Perché uomini e donne ingrassano diversamente?
Si parla spesso di “
obesità androide e ginoide”, o in alcuni casi “obesità a mela” e “obesità a pera”. Si parla di obesità
androide (a mela) per indicare accumulo di grasso corporeo preponderante nelle
aree superiori e un accumulo relativamente basso nelle zone inferiori. Una situazione
più comune fra gli uomini che fra le donne, che indica un eccesso nella formazione del grasso per un’anomalia dell’asse
ipotalamo-ipofisi-corticosurrene e
iperinsulinismo causato da adeguamento funzionale.
Nell’obesità di tipo
ginoide (obesità a pera) invece prevale l'accumulo nelle zone adipose sottocutanee. Si manifesta con accumulo di grasso nelle
zone inferiori del corpo, come cosce e glutei, nella zona bassa dell’addome e nella parte posteriore delle braccia, e riguarda maggiormente le
donne.

+--

Esercizi -
1. Riporta parola per parola il passo del brano sull'obesità che comincia con le parole contenenti "Perché uomini e" e finisce con "da adeguamento funzionale.".
2. Nel brano sull'obesità, in quale tipo di obesità prevale l'accumulo nelle zone adipose sottocutanee?

Voci salvate:
+--

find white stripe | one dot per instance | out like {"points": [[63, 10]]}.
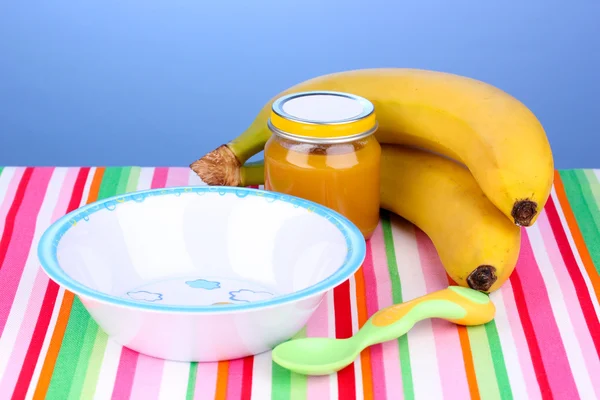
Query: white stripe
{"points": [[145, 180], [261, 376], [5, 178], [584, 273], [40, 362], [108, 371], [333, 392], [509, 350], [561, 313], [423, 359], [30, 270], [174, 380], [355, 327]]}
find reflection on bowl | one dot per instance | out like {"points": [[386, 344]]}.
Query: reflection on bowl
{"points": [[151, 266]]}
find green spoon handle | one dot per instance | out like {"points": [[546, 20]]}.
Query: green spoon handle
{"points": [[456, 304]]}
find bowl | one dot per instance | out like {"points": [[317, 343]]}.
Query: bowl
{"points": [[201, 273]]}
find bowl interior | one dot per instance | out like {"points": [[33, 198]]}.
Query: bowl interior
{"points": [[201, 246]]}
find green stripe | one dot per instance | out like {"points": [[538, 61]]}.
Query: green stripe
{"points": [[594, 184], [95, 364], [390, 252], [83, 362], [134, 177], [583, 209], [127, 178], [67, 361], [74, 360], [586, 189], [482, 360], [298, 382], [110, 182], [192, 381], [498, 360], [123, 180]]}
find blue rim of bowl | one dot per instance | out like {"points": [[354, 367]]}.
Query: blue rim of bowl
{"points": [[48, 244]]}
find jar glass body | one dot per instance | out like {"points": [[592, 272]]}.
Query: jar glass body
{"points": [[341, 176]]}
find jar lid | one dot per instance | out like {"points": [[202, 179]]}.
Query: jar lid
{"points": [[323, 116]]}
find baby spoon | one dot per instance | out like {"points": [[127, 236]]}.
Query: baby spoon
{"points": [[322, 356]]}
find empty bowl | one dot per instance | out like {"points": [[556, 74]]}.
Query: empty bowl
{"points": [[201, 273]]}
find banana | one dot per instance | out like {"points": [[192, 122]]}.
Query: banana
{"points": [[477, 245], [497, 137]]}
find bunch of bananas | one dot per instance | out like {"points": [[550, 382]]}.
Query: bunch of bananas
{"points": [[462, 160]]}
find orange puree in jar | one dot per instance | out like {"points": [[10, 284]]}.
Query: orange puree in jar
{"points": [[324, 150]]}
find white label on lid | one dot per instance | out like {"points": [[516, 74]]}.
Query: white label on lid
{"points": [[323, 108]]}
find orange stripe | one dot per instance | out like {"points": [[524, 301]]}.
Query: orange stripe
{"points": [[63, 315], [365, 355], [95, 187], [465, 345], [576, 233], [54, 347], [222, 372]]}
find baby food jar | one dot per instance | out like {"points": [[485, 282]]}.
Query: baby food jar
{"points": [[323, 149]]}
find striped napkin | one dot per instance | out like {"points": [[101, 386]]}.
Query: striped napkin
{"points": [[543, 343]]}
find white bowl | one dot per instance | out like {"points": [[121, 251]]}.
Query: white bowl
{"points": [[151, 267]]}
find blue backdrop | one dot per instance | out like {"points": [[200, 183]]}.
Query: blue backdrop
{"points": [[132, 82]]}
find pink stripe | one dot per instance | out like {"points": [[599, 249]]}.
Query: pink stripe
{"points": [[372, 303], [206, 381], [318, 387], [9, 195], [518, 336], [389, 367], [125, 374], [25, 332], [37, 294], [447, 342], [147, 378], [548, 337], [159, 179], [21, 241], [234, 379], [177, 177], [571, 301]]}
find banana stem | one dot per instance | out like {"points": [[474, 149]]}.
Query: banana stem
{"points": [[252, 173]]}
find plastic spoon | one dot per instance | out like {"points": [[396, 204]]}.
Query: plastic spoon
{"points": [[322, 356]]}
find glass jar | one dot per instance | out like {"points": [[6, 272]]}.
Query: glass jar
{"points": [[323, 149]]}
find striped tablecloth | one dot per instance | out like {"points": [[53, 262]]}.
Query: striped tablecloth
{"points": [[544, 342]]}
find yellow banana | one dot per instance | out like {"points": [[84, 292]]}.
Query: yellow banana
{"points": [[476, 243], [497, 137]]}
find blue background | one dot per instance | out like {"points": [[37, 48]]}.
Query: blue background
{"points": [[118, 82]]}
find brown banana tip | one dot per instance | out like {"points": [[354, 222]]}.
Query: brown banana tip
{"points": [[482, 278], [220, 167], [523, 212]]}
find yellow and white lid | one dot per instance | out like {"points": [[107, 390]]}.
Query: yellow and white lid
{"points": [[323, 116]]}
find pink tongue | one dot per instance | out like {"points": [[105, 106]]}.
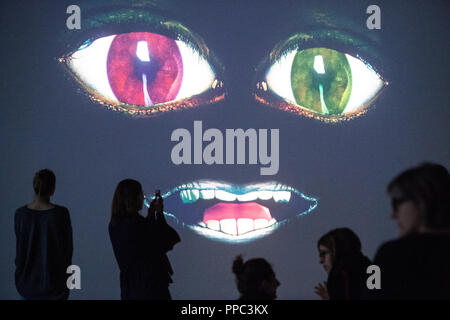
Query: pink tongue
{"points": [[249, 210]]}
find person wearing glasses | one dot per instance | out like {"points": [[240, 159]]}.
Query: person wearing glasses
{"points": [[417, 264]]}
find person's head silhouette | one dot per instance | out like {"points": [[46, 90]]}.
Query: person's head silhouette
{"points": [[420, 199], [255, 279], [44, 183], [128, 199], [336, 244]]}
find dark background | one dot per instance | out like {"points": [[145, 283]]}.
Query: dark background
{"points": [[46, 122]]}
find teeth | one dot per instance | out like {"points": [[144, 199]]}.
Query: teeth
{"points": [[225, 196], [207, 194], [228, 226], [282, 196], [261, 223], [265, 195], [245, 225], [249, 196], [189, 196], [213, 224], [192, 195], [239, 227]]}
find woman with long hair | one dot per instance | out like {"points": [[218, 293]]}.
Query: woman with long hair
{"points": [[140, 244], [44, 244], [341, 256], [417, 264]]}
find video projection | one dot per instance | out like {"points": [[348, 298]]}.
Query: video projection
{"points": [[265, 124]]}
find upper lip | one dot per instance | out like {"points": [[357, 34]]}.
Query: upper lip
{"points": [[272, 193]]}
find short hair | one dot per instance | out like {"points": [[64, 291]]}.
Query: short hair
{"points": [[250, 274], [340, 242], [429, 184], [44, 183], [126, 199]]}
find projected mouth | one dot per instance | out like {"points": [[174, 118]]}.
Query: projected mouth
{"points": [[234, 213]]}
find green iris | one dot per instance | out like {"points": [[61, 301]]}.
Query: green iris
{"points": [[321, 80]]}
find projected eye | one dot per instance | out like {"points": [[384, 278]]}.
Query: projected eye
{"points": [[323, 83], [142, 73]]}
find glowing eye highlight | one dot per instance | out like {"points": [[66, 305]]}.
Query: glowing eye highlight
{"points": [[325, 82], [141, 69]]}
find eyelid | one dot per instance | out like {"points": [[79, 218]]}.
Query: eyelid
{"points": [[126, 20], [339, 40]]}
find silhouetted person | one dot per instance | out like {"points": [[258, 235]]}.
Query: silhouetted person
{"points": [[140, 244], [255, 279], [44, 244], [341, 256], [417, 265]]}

+--

Soluzioni -
1.
Perché uomini e donne ingrassano diversamente?
Si parla spesso di “
obesità androide e ginoide”, o in alcuni casi “obesità a mela” e “obesità a pera”. Si parla di obesità
androide (a mela) per indicare accumulo di grasso corporeo preponderante nelle
aree superiori e un accumulo relativamente basso nelle zone inferiori. Una situazione
più comune fra gli uomini che fra le donne, che indica un eccesso nella formazione del grasso per un’anomalia dell’asse
ipotalamo-ipofisi-corticosurrene e
iperinsulinismo causato da adeguamento funzionale.

2. Nell'obesità ginoide, detta anche obesità a pera.